• **STATED GOAL 1**
In the passage on unhandled exception filters, where does the author recommend putting as much of the crash reporting logic as possible?
• **STATED GOAL 2**
Pick up the passage on unhandled exception filters after its final sentence and carry it forward.

[start of SOURCE DOCUMENT]

In fact, it would be safe to say that there is even less that you can safely do in an unhandled exception filter than under the infamous loader lock in DllMain (which is saying something indeed).

Given these rather harsh conditions, performing actions like heap allocations or writing minidumps from within the current process are likely to fail. Essentially, as whatever kind of recovery action you take from the UEF grows more complicated, it becomes extremely more likely to fail (possibly causing secondary failures that obscure the original problem) as a result of corruption that caused (or is caused by) the original crash. Even something as seemingly innocuous as creating a new process is potentially dangerous (are you sure that nothing in CreateProcess will ever touch the process heap? What about acquire the loader lock? I’ll give you a hint – the latter is definitely not true, such as in the case where Software Restriction Policies are defined).

If you’ve ever taken a look at the kernel32 JIT debugger support in Windows XP, you may have noticed that it doesn’t even follow these rules – it calls CreateProcess, after all. This is part of the reason why sometimes you’ll have programs silently crash even with a JIT debugger. For programs where you want truly robust crash reporting, I would recommend putting as much of the crash reporting logic into a separate process that is started before a crash occurs (e.g. during program initialization), instead of following the JIT launch-reporting-process approach. This “watchdog process” can then sit idle until it is signaled by the process it is watching over that a crash has occured.

[end of SOURCE DOCUMENT]
[start of DATA EXCERPTS]

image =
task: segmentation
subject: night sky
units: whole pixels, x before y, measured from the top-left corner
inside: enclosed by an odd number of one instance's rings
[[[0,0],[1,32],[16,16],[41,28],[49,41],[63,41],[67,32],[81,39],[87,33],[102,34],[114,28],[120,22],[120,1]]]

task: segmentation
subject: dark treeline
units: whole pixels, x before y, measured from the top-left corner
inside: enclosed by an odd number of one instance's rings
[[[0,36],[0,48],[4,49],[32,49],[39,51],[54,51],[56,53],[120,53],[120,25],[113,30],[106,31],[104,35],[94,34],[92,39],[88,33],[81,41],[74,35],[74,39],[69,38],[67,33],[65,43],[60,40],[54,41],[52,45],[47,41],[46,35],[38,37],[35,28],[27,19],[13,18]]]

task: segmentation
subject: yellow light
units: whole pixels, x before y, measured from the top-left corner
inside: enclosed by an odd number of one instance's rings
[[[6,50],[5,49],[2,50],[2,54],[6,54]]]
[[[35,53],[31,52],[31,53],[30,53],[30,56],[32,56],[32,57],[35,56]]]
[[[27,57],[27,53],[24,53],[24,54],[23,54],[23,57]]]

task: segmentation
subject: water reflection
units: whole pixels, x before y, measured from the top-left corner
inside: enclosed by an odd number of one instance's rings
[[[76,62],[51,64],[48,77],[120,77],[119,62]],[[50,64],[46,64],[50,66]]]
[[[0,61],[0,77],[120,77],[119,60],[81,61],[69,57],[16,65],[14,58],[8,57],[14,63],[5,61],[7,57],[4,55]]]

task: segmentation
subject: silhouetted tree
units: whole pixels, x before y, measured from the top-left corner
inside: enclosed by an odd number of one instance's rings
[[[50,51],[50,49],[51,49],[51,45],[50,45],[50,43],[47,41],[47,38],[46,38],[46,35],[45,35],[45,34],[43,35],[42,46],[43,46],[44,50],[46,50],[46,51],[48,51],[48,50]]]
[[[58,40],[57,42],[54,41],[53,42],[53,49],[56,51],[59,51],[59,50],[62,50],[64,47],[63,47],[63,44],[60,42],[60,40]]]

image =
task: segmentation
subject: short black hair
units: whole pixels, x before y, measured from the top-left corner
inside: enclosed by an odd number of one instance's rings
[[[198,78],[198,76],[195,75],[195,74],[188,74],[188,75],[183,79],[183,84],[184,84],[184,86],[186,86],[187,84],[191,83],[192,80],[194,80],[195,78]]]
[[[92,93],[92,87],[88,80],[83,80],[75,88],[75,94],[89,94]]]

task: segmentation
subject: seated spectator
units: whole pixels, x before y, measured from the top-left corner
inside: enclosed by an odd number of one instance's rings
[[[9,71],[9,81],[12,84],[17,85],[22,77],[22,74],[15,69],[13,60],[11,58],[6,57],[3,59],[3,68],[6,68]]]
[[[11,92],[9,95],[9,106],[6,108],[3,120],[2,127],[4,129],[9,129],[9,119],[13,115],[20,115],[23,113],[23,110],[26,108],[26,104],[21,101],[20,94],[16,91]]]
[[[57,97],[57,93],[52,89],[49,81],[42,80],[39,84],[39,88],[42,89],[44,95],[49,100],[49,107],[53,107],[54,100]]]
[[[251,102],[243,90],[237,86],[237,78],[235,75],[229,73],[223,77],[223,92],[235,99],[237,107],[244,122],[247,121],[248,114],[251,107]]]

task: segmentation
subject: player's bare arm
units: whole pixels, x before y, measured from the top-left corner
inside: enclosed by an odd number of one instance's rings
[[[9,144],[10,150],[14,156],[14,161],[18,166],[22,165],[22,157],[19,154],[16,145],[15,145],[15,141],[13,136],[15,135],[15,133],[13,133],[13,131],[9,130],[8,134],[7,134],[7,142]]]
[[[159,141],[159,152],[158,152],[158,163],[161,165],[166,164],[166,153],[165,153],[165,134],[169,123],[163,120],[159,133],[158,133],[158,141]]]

[end of DATA EXCERPTS]

• **TASK ANSWER 1**
Into a separate process that is started before a crash occurs, such as during program initialization.

• **TASK ANSWER 2**
This signaling mechanism should, ideally, be pre-constructed during initialization so that the actual logic within the unhandled exception filter just signals the watchdog process that an event occurs, with a pointer to the exception/context information. The filter should then wait for the watchdog process to signal that it is finished before exiting the process.

The mechanism that we use here at work with our programs to communicate between the “guarded” process and the watchdog is simply a file mapping that is mapped into both processes (for passing information between the two, such as the address of the exception record and context record for an active exception event) and a pair of events that are used to communicate “exception occured” and “dump writing completed” between the two processes. With this configuration, all the exception filter needs to do is to store some data in the file mapping view (already mapped ahead of time) and call SetEvent to notify the watchdog process to wake up. It then waits for the watchdog process to signal completion before terminating the process. (This particular mechanism does not address the issue of multiple crashes occuring at the same time, which is something that I deemed acceptable in this case.) The watchdog process is responsible for all of the “heavy lifting” of the crash reporting process, namely, writing the actual dump with MiniDumpWriteDump.

An alternative to this approach is to have the watchdog process act as a debugger on the guarded process; however, I do not typically recommend this as acting as a debugger has a number of adverse side effects (notably, that a great many events cause the process to be suspended entirely while the debugger/watchdog process can inspect the state of the process for a particular debugger event). The watchdog process mechanism is more performant (if ever so slightly less robust), as there is virtually no run-time overhead in the guarded process unless an unhandled exception occurs.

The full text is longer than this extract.